_GIVEN REQUEST_
Here are some records; return them all exactly.

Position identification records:
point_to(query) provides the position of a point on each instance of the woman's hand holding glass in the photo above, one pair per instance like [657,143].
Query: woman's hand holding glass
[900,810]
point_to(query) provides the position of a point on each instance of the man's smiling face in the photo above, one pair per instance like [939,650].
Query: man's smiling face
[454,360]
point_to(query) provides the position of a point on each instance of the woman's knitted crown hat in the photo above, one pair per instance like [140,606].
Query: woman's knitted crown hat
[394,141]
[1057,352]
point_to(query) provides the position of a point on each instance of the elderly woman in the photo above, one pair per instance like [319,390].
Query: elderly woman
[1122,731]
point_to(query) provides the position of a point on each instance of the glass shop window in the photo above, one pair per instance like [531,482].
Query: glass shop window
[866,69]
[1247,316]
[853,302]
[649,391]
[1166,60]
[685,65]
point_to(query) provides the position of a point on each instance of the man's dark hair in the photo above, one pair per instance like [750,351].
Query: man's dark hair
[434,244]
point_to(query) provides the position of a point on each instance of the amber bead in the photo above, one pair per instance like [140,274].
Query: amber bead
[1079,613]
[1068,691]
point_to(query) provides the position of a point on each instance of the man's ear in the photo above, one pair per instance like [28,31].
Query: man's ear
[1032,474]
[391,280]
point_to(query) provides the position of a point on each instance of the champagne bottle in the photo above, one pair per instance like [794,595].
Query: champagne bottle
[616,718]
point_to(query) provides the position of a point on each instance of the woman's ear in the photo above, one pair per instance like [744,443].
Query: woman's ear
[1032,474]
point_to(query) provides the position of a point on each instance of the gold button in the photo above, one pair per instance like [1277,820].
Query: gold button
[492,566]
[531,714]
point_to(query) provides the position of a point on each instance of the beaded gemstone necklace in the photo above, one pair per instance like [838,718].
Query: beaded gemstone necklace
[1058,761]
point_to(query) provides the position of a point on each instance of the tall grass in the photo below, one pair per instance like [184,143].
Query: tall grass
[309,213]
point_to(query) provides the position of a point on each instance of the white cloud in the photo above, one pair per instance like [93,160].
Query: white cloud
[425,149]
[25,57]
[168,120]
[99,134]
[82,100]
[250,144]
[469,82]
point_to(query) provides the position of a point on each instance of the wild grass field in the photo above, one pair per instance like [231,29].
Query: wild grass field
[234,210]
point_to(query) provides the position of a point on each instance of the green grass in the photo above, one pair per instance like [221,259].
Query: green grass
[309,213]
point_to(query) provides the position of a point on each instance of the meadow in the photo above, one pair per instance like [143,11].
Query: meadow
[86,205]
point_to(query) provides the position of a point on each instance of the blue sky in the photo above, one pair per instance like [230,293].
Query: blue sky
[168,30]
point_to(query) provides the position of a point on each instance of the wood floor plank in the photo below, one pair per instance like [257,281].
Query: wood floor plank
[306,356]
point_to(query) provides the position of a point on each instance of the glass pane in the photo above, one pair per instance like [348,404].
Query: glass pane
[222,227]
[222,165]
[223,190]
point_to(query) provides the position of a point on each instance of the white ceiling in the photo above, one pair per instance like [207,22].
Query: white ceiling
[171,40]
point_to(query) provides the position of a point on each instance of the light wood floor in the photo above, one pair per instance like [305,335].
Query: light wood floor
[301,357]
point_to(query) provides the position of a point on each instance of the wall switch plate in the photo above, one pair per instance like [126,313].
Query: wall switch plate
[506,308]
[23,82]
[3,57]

_EXERCISE SOLUTION_
point_to(query) provides the position of a point on each instance of the woman's hand holding glass in the photo above, one pair per instance like [657,143].
Query: woman's hand holding glass
[900,810]
point_to(query) provides the position of a point on each instance of the man's smiling face in the photo above, one pair per instance like [939,650].
Query: man's smiling face
[454,360]
point_to(query) provides the position of a point on each instance of the woman's knitted crown hat in the photo above, one pair per instance like [140,606].
Query: woman's knitted crown hat
[394,141]
[1057,352]
point_to(query) provides the position of a point on each instance of the elderly woman in the photo above, one pair per instance like [319,390].
Query: elderly woman
[1122,731]
point_to(query) provides the position of a point on each instance of the glass shop window in the photo above, one pair per instance like [531,482].
Query: glass shop window
[866,69]
[1247,316]
[853,302]
[649,391]
[1166,60]
[685,65]
point_to(query) provides the position of a point on each instance of the man's dark hair in the photo above, one pair per instance like [750,351].
Query: man's dark hair
[434,244]
point_to(query) provides the position of a point on each instance of the amber bead in the photo above, one pair per instance like [140,274].
Query: amber bead
[1079,613]
[1068,691]
point_to(query) provides the position of a point on each instance of the man's ear in the photo above, one pair per instance like [28,31].
Query: man's ear
[1032,474]
[391,280]
point_to(query) provides the position of a point on each instance of the champagne bottle in the photo above, one pair per instance like [794,595].
Query: champagne bottle
[616,718]
point_to(query) provides the position of a point on each instance of the woman's ear in the photo above, one pair per instance like [744,443].
Query: woman's ear
[1032,474]
point_to(query) provides the position of a point on each instance of the gold button in the photo above, one pair per instance like [1277,820].
Query: gold button
[492,566]
[531,714]
point_to(query) provides the position of a point on each instance of the beaded gemstone necklace in the photo above, one pair per instance like [838,718].
Query: beaded gemstone necklace
[1058,761]
point_to(query) provides the position of a point on each instance of the tall grass in the photo below, one pair per instance like [184,143].
Query: tall grass
[309,213]
point_to(query) provides the position of a point on each instance of the white cloud in the photo above, one pair per instance like [93,160].
Query: white cloud
[425,149]
[25,57]
[168,120]
[99,134]
[82,100]
[250,144]
[469,82]
point_to(query) provides the position of a point on each instance of the wild grass field in the photo above, one pair per instance like [231,29].
Query: wild grass field
[234,210]
point_to(query) provides the position of a point on each instance of the green grass in the photo above, one pair per instance like [221,259].
Query: green grass
[309,213]
point_to(query) provides the position of a point on each instance of the meadow in the photo above, one pair per instance like [143,11].
Query: meadow
[86,205]
point_to(query) provides the position of a point on each instance of the blue sky in the photo above, one pair per instance like [230,293].
Query: blue sky
[168,30]
point_to(query) provides the position of a point on each instance of the wood floor plank in the photo below, one pair per instance like [257,281].
Query: wood floor plank
[306,356]
point_to(query) provides the position of a point on each instance of the glass pane in the photo above, one pair per instance like [348,404].
Query: glass pane
[222,227]
[222,165]
[223,190]
point_to(query) provides the position of a point on each instance of the white ceiling in the photo above, one pair per instance like [207,22].
Query: white ceiling
[171,40]
point_to(query) provides the position of a point on each instance of the light wood floor in the photo above, one pair per instance like [305,335].
Query: light wood floor
[301,357]
point_to(query) provides the position of a point on each instance of the wall switch plate in the photo above, one pair per instance like [126,313].
Query: wall switch plate
[506,308]
[23,82]
[3,57]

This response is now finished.